==== Extrait choisi ====

Au moment où la Grèce vacille au bord de la faillite, les responsables de l’Union européenne serrent la vis à ce pays endetté.

Ils exigent que la Grèce rembourse ses dettes et fasse plus de coupes dans les retraites comme condition préalable à de nouveaux prêts. Ils ont répondu au bref retard de Syriza à rembourser 300 millions d’euros en menaçant de couper les crédits à la Grèce et ainsi de pousser l’État et son système financier à la faillite. Cela pourrait forcer la Grèce à réintroduire sa propre monnaie nationale pour éviter un effondrement de ses banques ce qui pourrait mettre en mouvement la dissolution de l’euro et de l’UE elle-même.

Berlin adopte « une ligne dure : une approche “à prendre ou à laisser” », écrivait le Financial Times hier, il citait un responsable de la zone euro disant : « La seule réponse qu’ils attendent des Grecs c'est “oui.” »

Au moment où le Fonds monétaire international et la Banque centrale européenne ont quitté les négociations avec les responsables grecs, Donald Tusk, l’ancien Premier ministre polonais et actuel président du Conseil européen, a déclaré : « Nous avons besoin de décisions, et non de négociations, maintenant. »

====

#### [Consigne]
Quelles citations l'extrait sur la dette grecque place-t-il entre guillemets « » ? Recopiez-les toutes.

==== Données extraites ====

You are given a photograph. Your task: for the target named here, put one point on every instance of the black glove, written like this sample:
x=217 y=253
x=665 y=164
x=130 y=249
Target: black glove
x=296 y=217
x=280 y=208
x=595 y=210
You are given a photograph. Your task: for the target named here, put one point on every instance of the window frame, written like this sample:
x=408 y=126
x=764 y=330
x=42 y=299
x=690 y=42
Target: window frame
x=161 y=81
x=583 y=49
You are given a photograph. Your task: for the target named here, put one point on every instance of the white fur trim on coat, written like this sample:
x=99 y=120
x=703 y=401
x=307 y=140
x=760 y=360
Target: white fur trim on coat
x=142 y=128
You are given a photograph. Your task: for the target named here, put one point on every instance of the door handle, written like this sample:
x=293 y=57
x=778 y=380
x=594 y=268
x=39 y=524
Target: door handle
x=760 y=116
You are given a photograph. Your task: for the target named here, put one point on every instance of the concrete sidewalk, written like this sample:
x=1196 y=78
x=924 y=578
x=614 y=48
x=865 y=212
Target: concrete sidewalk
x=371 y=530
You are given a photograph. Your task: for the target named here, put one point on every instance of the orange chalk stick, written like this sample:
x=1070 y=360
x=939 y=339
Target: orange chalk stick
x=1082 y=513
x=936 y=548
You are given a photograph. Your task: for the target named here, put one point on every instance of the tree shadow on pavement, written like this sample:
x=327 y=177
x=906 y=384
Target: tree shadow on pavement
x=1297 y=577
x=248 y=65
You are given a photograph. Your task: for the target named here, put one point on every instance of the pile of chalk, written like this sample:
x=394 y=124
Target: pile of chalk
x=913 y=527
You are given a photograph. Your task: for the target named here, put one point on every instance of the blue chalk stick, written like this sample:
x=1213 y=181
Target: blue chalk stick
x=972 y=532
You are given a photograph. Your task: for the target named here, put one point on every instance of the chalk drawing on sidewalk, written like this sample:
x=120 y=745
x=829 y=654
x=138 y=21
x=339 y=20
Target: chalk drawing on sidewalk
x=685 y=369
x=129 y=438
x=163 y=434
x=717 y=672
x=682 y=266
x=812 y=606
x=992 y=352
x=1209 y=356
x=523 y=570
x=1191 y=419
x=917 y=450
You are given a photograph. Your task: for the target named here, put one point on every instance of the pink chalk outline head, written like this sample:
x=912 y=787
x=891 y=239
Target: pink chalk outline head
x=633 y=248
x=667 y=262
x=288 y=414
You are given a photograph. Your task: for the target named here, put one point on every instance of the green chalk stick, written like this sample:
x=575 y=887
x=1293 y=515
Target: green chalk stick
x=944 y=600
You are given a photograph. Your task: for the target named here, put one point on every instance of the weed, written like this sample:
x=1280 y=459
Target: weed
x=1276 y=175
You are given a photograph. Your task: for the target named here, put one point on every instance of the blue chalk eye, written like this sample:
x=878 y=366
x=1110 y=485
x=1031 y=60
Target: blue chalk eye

====

#### [Corrigé]
- « une ligne dure : une approche “à prendre ou à laisser” »
- « La seule réponse qu'ils attendent des Grecs c'est “oui.” »
- « Nous avons besoin de décisions, et non de négociations, maintenant. »